§ PROBLEM STATEMENT
The answer should hold only the lines from the beginning of the listing below to the line containing "Target: spoon handle", both included, with every picture left out.

§ DATASET EXCERPTS
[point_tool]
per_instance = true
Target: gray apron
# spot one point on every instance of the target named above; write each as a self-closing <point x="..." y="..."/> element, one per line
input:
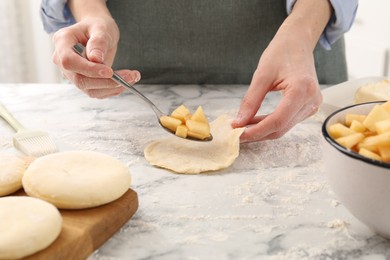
<point x="205" y="41"/>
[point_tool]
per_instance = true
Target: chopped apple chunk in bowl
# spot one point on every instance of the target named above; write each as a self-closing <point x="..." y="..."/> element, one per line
<point x="187" y="125"/>
<point x="357" y="161"/>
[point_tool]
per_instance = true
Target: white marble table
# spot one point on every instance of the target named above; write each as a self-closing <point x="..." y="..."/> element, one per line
<point x="274" y="202"/>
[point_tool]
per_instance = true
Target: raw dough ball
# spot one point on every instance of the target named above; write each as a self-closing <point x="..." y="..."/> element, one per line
<point x="27" y="226"/>
<point x="378" y="91"/>
<point x="11" y="172"/>
<point x="184" y="156"/>
<point x="77" y="179"/>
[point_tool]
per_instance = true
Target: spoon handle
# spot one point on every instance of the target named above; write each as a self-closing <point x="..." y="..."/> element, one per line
<point x="118" y="79"/>
<point x="80" y="49"/>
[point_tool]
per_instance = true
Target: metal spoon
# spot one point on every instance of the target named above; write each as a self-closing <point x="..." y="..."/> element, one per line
<point x="80" y="49"/>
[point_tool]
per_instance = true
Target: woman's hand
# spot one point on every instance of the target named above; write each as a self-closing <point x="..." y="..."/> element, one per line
<point x="100" y="35"/>
<point x="287" y="65"/>
<point x="290" y="70"/>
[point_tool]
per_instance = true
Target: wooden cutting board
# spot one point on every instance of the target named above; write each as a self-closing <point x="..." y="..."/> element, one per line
<point x="83" y="231"/>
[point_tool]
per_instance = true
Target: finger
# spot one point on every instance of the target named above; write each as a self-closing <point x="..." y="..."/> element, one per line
<point x="278" y="122"/>
<point x="97" y="47"/>
<point x="252" y="100"/>
<point x="85" y="83"/>
<point x="67" y="59"/>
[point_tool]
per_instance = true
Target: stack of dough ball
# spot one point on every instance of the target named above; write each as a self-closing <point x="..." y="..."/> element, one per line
<point x="27" y="226"/>
<point x="77" y="179"/>
<point x="11" y="172"/>
<point x="379" y="91"/>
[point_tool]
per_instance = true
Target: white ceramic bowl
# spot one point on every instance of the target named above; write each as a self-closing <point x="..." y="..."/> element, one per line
<point x="360" y="183"/>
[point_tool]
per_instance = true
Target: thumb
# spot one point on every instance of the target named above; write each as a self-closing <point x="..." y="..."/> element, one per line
<point x="251" y="102"/>
<point x="97" y="47"/>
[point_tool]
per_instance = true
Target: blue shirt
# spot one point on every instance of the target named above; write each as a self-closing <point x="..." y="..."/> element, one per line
<point x="55" y="14"/>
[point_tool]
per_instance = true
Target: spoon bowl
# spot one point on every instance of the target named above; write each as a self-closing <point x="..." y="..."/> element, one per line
<point x="80" y="49"/>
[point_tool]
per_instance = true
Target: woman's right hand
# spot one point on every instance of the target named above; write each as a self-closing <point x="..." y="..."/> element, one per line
<point x="100" y="35"/>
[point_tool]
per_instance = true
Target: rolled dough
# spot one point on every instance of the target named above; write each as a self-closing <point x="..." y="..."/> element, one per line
<point x="77" y="179"/>
<point x="27" y="226"/>
<point x="11" y="172"/>
<point x="190" y="157"/>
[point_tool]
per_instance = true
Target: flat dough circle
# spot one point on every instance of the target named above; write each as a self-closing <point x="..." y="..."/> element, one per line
<point x="27" y="226"/>
<point x="11" y="172"/>
<point x="77" y="179"/>
<point x="189" y="157"/>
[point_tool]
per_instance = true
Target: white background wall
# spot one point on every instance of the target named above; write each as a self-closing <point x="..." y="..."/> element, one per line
<point x="368" y="41"/>
<point x="26" y="49"/>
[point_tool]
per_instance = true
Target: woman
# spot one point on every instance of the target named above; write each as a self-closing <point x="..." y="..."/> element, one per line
<point x="208" y="42"/>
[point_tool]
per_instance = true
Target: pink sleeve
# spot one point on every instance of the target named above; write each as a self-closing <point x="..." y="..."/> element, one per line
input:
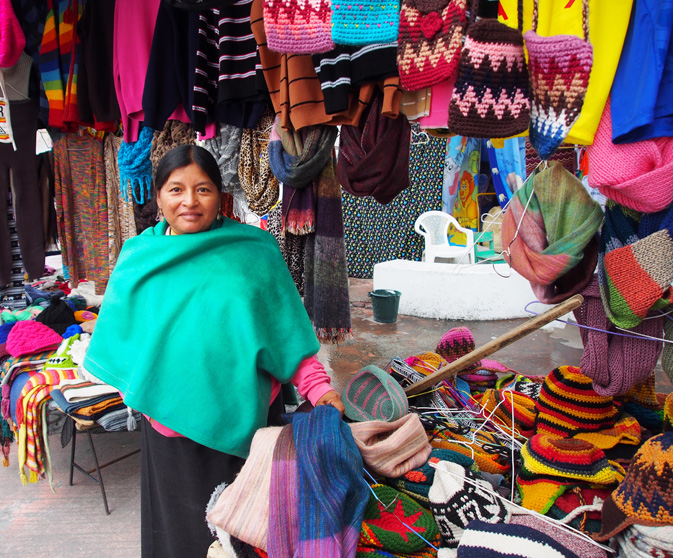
<point x="312" y="380"/>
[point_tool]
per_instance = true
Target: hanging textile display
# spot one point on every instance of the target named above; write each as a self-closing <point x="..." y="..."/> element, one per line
<point x="559" y="69"/>
<point x="370" y="238"/>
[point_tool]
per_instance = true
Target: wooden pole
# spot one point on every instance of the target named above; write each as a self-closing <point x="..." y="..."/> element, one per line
<point x="533" y="324"/>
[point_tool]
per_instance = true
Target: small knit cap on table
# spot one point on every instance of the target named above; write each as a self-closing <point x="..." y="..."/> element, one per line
<point x="636" y="175"/>
<point x="459" y="496"/>
<point x="645" y="496"/>
<point x="298" y="27"/>
<point x="430" y="41"/>
<point x="28" y="337"/>
<point x="373" y="394"/>
<point x="366" y="22"/>
<point x="488" y="540"/>
<point x="393" y="448"/>
<point x="417" y="482"/>
<point x="568" y="404"/>
<point x="552" y="245"/>
<point x="391" y="520"/>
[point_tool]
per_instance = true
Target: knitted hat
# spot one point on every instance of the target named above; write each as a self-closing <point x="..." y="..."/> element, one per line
<point x="568" y="458"/>
<point x="393" y="448"/>
<point x="645" y="496"/>
<point x="568" y="404"/>
<point x="621" y="172"/>
<point x="28" y="337"/>
<point x="559" y="68"/>
<point x="417" y="482"/>
<point x="490" y="96"/>
<point x="298" y="27"/>
<point x="373" y="394"/>
<point x="365" y="22"/>
<point x="459" y="496"/>
<point x="12" y="39"/>
<point x="430" y="40"/>
<point x="242" y="510"/>
<point x="58" y="316"/>
<point x="487" y="540"/>
<point x="391" y="521"/>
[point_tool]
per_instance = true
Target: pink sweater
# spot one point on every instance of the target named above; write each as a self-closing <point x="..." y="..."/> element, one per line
<point x="311" y="381"/>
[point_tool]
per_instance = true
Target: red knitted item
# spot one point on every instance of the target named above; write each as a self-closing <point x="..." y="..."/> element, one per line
<point x="430" y="39"/>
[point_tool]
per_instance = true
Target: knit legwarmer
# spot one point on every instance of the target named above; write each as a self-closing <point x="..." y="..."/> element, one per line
<point x="615" y="363"/>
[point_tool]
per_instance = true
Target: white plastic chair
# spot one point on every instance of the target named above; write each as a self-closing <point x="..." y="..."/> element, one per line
<point x="434" y="227"/>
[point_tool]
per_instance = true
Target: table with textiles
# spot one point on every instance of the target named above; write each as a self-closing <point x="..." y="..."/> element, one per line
<point x="493" y="462"/>
<point x="41" y="350"/>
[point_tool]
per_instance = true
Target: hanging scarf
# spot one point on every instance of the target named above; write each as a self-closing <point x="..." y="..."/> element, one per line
<point x="135" y="166"/>
<point x="615" y="363"/>
<point x="235" y="321"/>
<point x="258" y="182"/>
<point x="296" y="159"/>
<point x="325" y="269"/>
<point x="635" y="263"/>
<point x="553" y="237"/>
<point x="374" y="156"/>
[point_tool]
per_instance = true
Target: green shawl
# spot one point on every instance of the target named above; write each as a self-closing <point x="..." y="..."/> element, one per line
<point x="193" y="326"/>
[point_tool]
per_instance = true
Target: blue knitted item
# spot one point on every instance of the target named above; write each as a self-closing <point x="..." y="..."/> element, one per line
<point x="365" y="22"/>
<point x="332" y="493"/>
<point x="135" y="166"/>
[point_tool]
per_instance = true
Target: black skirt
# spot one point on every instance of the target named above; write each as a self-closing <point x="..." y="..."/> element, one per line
<point x="177" y="478"/>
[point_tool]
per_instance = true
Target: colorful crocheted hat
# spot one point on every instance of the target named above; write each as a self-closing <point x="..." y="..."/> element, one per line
<point x="490" y="97"/>
<point x="373" y="394"/>
<point x="392" y="448"/>
<point x="28" y="337"/>
<point x="459" y="496"/>
<point x="365" y="22"/>
<point x="645" y="496"/>
<point x="429" y="42"/>
<point x="391" y="521"/>
<point x="487" y="540"/>
<point x="417" y="482"/>
<point x="568" y="404"/>
<point x="619" y="171"/>
<point x="559" y="69"/>
<point x="298" y="27"/>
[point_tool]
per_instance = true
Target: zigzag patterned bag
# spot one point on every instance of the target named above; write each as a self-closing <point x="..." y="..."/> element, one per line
<point x="490" y="98"/>
<point x="430" y="39"/>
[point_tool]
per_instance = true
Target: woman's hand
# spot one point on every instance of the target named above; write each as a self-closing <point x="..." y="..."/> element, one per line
<point x="333" y="398"/>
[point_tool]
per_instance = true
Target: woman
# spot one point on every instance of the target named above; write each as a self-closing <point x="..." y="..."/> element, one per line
<point x="200" y="325"/>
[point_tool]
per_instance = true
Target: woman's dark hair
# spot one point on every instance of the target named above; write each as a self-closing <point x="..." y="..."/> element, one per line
<point x="183" y="156"/>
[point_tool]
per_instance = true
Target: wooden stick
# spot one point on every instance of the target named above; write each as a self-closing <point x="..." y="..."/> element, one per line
<point x="533" y="324"/>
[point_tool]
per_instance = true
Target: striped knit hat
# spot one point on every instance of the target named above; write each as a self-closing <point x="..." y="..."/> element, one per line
<point x="298" y="27"/>
<point x="366" y="22"/>
<point x="394" y="448"/>
<point x="372" y="394"/>
<point x="430" y="39"/>
<point x="645" y="496"/>
<point x="487" y="540"/>
<point x="391" y="521"/>
<point x="490" y="97"/>
<point x="568" y="404"/>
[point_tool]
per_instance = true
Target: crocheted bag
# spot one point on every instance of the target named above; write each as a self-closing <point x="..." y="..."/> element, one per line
<point x="559" y="69"/>
<point x="298" y="27"/>
<point x="490" y="98"/>
<point x="366" y="22"/>
<point x="430" y="39"/>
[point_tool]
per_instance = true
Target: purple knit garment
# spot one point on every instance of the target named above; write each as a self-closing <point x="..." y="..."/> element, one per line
<point x="615" y="363"/>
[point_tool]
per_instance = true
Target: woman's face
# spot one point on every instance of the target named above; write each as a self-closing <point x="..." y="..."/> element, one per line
<point x="189" y="200"/>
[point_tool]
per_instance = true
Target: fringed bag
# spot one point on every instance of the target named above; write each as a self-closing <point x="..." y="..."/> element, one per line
<point x="430" y="40"/>
<point x="559" y="69"/>
<point x="490" y="98"/>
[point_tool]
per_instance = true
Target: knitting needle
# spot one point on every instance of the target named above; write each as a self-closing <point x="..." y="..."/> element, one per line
<point x="507" y="338"/>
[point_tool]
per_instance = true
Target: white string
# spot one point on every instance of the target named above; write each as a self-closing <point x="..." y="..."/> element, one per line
<point x="570" y="530"/>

§ WRITTEN RESPONSE
[point_tool]
per_instance = true
Target: gray apron
# spot one point on every instance of the target named above; write each as a self-closing <point x="..." y="..."/> element, one per line
input:
<point x="205" y="41"/>
[point_tool]
per_instance = true
Target: chopped apple chunk in bowl
# spot one point on every instance of the target named above; write each as a self-closing <point x="..." y="..."/> element, one per line
<point x="187" y="125"/>
<point x="357" y="161"/>
[point_tool]
per_instance = true
Target: white marble table
# spot one point on every instance of the target named above; write each as a self-closing <point x="..." y="..."/> element, one per line
<point x="274" y="202"/>
[point_tool]
per_instance = true
Target: raw dough ball
# spot one point on every instance of the target named above; write each as a self-closing <point x="..." y="..."/> element, one per line
<point x="27" y="226"/>
<point x="378" y="91"/>
<point x="11" y="172"/>
<point x="184" y="156"/>
<point x="77" y="179"/>
[point_tool]
per_instance = true
Target: spoon handle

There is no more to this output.